WHAT IS EXPECTED ▸
Filter the records below for the word "rough". Keep each line that has it.
INPUT FOR THIS TASK: Begin
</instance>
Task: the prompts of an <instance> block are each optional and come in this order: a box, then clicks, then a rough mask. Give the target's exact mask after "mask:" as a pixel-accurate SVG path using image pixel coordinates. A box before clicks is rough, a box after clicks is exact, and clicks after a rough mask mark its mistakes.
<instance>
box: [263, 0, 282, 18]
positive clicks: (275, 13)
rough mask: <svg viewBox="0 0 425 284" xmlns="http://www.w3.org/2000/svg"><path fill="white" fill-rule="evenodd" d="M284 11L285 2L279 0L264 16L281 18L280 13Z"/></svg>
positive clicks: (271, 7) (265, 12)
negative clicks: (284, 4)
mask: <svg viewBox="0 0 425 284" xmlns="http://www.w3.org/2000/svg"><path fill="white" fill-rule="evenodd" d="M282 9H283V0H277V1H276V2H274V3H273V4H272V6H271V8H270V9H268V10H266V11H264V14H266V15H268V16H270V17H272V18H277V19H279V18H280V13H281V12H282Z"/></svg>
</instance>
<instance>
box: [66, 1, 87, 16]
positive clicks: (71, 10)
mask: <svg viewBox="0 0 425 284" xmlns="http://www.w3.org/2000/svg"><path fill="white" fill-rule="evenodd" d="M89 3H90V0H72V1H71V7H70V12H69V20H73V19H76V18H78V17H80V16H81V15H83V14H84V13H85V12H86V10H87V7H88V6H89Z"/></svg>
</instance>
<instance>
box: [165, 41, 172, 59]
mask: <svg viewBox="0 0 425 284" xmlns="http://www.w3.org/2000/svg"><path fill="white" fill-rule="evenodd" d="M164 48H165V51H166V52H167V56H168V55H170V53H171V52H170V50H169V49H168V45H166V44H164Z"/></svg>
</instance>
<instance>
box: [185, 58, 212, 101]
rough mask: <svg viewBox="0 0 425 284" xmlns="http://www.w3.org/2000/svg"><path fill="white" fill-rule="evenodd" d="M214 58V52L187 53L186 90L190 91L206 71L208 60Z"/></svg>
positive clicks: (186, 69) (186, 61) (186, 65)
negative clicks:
INPUT FOR THIS TASK: End
INPUT FOR THIS TASK: Begin
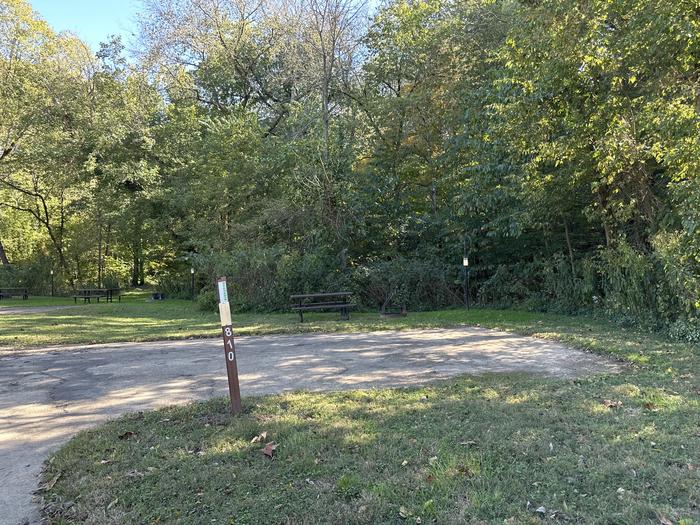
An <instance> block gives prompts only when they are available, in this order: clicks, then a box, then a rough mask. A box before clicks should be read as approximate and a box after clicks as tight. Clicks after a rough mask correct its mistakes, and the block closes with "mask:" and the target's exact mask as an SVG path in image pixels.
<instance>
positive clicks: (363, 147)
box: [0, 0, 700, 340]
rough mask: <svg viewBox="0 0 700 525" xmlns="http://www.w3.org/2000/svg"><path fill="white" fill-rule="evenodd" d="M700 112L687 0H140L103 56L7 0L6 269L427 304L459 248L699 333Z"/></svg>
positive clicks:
INPUT FOR THIS TASK: End
RESPONSE TO THIS TASK ▸
Task: the prompts of an <instance> block are each optional and come in this order: a box, then clicks, then a rough mask. Give the target's exact mask after "mask:" as a pixel-accurate SVG path using image pixel coordinates. A box before clicks is rough, a box after clicks is exact, and clicks after a rough mask mark its mistakes.
rough mask: <svg viewBox="0 0 425 284" xmlns="http://www.w3.org/2000/svg"><path fill="white" fill-rule="evenodd" d="M284 11L285 2L279 0L264 16L281 18L280 13Z"/></svg>
rough mask: <svg viewBox="0 0 425 284" xmlns="http://www.w3.org/2000/svg"><path fill="white" fill-rule="evenodd" d="M214 58V52L187 53L186 90L190 91L206 71L208 60Z"/></svg>
An <instance> block gives prompts only when they are available, in this order: clicks, then a box, then a rough mask. A box before clicks should be read as approximate and a box after clicks as tight. Clicks after a rough mask correct its mistakes, and the block closes with "mask:" and the target's exact mask as an SVG path in image pixels.
rough mask: <svg viewBox="0 0 700 525" xmlns="http://www.w3.org/2000/svg"><path fill="white" fill-rule="evenodd" d="M700 112L687 0H140L103 56L7 0L6 269L427 304L459 248L699 333Z"/></svg>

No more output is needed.